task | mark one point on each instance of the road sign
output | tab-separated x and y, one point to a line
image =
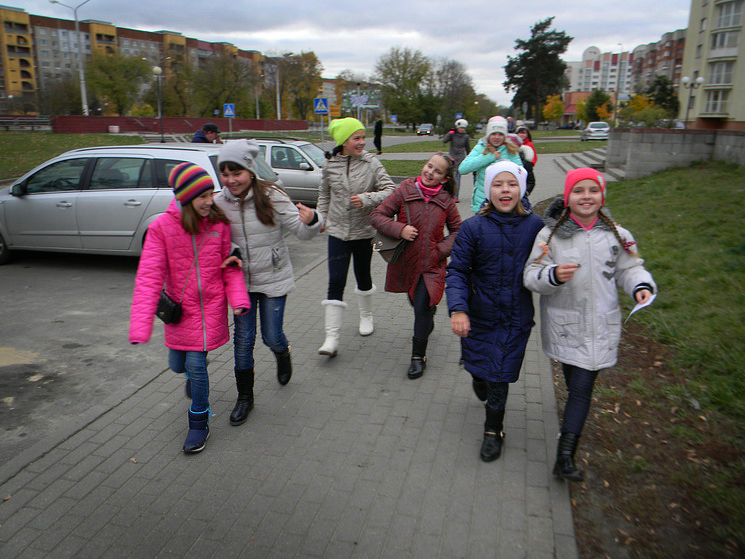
320	106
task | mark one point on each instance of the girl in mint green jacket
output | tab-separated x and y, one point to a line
489	149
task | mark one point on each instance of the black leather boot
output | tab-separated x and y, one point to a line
244	381
491	448
418	358
284	367
564	467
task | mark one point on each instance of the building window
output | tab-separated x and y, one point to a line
721	73
716	101
729	14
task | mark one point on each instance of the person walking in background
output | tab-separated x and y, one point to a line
490	310
353	183
460	146
490	148
428	206
579	260
185	249
378	134
260	215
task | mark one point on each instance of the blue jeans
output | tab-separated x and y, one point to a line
272	312
340	253
193	364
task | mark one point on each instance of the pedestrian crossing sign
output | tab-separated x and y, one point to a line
321	106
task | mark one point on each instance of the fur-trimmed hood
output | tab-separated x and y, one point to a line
569	227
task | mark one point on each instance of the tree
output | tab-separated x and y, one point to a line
597	99
401	72
538	71
554	108
662	94
117	79
301	80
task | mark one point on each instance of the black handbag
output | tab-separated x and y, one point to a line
388	247
169	311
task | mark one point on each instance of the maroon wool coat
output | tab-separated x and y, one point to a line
427	255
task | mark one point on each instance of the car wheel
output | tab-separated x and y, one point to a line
4	251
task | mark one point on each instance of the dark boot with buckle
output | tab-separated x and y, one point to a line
564	467
491	448
284	367
199	431
418	358
244	381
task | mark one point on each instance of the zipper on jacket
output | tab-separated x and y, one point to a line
199	290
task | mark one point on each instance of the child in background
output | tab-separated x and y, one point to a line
489	308
420	270
580	259
490	148
185	249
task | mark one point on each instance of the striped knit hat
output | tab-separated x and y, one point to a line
189	181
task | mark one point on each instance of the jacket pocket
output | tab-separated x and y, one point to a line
564	327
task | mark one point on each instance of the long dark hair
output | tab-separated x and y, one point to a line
260	187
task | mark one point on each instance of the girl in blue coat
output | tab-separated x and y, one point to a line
489	308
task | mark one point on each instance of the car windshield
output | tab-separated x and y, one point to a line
315	153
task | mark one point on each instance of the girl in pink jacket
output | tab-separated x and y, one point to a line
184	253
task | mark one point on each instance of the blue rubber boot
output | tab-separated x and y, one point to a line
199	431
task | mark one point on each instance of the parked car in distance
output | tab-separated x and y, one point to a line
298	163
97	200
595	131
425	130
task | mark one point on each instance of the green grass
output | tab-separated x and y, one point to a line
688	223
22	151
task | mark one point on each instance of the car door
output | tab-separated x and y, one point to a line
41	213
112	206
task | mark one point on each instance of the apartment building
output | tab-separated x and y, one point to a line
714	52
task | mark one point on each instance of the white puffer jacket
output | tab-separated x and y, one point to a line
266	261
345	176
581	319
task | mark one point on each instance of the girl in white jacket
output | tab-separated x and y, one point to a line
578	261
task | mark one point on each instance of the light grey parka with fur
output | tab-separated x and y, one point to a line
581	319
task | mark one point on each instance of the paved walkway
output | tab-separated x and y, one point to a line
351	459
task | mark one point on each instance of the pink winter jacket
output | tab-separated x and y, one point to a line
168	258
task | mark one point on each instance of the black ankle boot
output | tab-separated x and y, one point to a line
244	381
418	358
491	448
284	367
564	467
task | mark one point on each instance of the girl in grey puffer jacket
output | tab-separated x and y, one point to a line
354	183
577	264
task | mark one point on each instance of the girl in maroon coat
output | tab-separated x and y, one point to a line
420	270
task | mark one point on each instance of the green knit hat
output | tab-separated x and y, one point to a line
342	128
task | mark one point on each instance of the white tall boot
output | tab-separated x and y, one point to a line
364	300
334	310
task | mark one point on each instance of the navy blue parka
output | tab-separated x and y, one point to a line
484	279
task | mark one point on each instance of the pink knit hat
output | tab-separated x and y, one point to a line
583	173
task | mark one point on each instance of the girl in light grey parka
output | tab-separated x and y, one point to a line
577	264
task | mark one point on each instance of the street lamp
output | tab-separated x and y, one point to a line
83	95
688	84
157	71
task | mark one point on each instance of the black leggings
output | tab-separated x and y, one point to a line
423	313
579	386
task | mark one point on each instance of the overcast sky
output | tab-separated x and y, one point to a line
353	35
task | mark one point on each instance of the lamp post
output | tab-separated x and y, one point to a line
690	85
83	95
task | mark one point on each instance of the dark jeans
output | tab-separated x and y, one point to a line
579	387
340	253
423	317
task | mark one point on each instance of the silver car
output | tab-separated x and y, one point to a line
98	200
298	164
595	131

========================================

PROBLEM DETAILS:
Using the material above, set down every line exactly, but skip the pictures.

COMPLETED EXERCISE:
task | mark one point on each instance of the road sign
output | tab-separated x and y, one point to a line
image =
320	106
task | mark one point on each instance of the girl in mint green jacket
output | tab-separated x and y, one point to a line
489	149
task | mark one point on each instance of the black leather boot
output | tab-separated x and y, one point to a line
244	381
491	448
418	358
284	367
564	467
task | mark one point on each instance of the building window
output | tab-separated x and y, one point to a line
721	73
716	101
729	14
task | mark one point on each instance of the person walking in background
output | tab-separated x and y, one point to a line
490	310
353	183
460	146
490	148
428	206
579	260
185	249
378	134
260	215
task | mark one point on each instance of the blue jeans
output | tab-separated x and y, one point to a line
272	312
340	253
193	364
task | mark one point on each instance of the pedestrian crossing sign
output | tab-separated x and y, one point to a line
321	106
task | mark one point on each instance of the fur-trimmed hood
output | tab-separated x and y, one point to a line
569	227
task | mark one point on each instance of the tree
output | tab-separated x and y, one point to a line
597	99
401	72
538	71
554	108
662	94
117	79
301	80
task | mark one point on each instance of the black handbag
output | tab-separated x and y, one point to a line
388	247
169	311
task | mark one point on each instance of the maroon wool coat
output | tab-separated x and y, one point to a line
427	255
task | mark one point on each instance of the car wheel
output | tab-separated x and y, one point to a line
4	251
task | mark one point on each instance of the dark boot with buckle
output | tab-separated x and y, one point to a line
564	467
491	448
284	367
199	431
418	358
244	381
task | mark one point on each instance of the zipper on jacket
output | tab-separated x and y, one point to a line
199	290
task | mark one point on each instance of the child in background
output | tab-separated x and y, one point to a line
489	308
420	270
580	259
490	148
185	249
task | mark one point on each instance of the striped knit hat
output | tab-separated x and y, one point to a line
189	181
task | mark one point on each instance of the jacket pocket
output | tab-separated x and y, one point to a line
564	327
task | mark one point on each instance of the long dark hair
output | tab-separated x and y, one point to a line
260	187
task | mark one point on each instance of the girl in blue coat
output | tab-separated x and y, one point to a line
489	308
task | mark one point on each instance of the car windshield
output | tab-separated x and y, one point to a line
315	153
task | mark one point on each instance of the girl in pink jacket
output | tab-separated x and y, one point to a line
184	253
task | mark one point on each instance of the blue rubber boot
output | tab-separated x and y, one point to a line
199	431
task | mark one point on each instance of the parked car in distance
output | tab-separated x and y, one point to a line
298	163
97	200
595	131
425	130
task | mark one point on each instance of the green grass
output | tab-separated x and y, one point to a line
688	223
22	151
task | mark one point on each instance of the car door
output | tab-separated x and y, one point to a line
41	213
112	206
task | mark one point on each instance of the apartment building
output | tab-separated x and y, one point to a line
714	52
task | mark one point on each instance of the white puffer jacket
output | tab-separated x and y, one point to a line
266	261
345	176
581	319
task | mark one point on each instance of the girl in white jacket
output | tab-separated x and y, one point to a line
578	261
task | mark one point on each instance of the light grey parka with fur
output | tab-separated x and y, one point to a line
581	319
task | mark one point on each instance of the paved walkway
output | tab-separated x and y, one point to a line
351	459
task | mark one point on each instance of the pink winter jacket
output | tab-separated x and y, one point to a line
168	258
task | mark one point on each instance of the black ankle boot
output | tab-separated x and y, one point to a line
244	381
418	358
491	448
284	367
564	467
task | mark one point on each instance of the girl in grey puffer jacket
output | tab-separated x and y, one point to a line
354	183
577	264
task | mark one point on each instance of the girl in maroon coat
output | tab-separated x and y, one point to a line
420	270
task | mark one point on each instance of the green knit hat
output | tab-separated x and y, one point to a line
342	128
task | mark one point on each instance of the white tall boot
output | tab-separated x and y, one point to a line
364	300
334	310
task | mark one point on each instance of the navy blue parka
output | tab-separated x and y, one point to a line
484	279
task | mark one point on each instance of the pink knit hat
output | tab-separated x and y, one point to a line
583	173
task | mark one point on each instance of the girl in light grey parka
output | tab-separated x and y, one point to a line
577	264
task | mark one point on each instance of the street lamp
output | tab-separated x and y, one point to a line
83	95
688	84
157	71
task | mark one point on each instance of the black leggings
output | tab-separated x and y, one point to a line
423	313
579	386
task | mark one point on each instance of the overcast sky
output | tab-separated x and y, one point to a line
353	35
task | mark one point on each instance of the lamp post
output | tab-separated x and y, one point to a line
690	85
83	95
task | mark one point on each instance of the dark jeans
output | tab-separated x and y, one point to a line
579	387
340	253
423	317
task | mark one point on each instance of the silver car
output | tab-separated x and y, one point to a line
98	200
298	164
595	131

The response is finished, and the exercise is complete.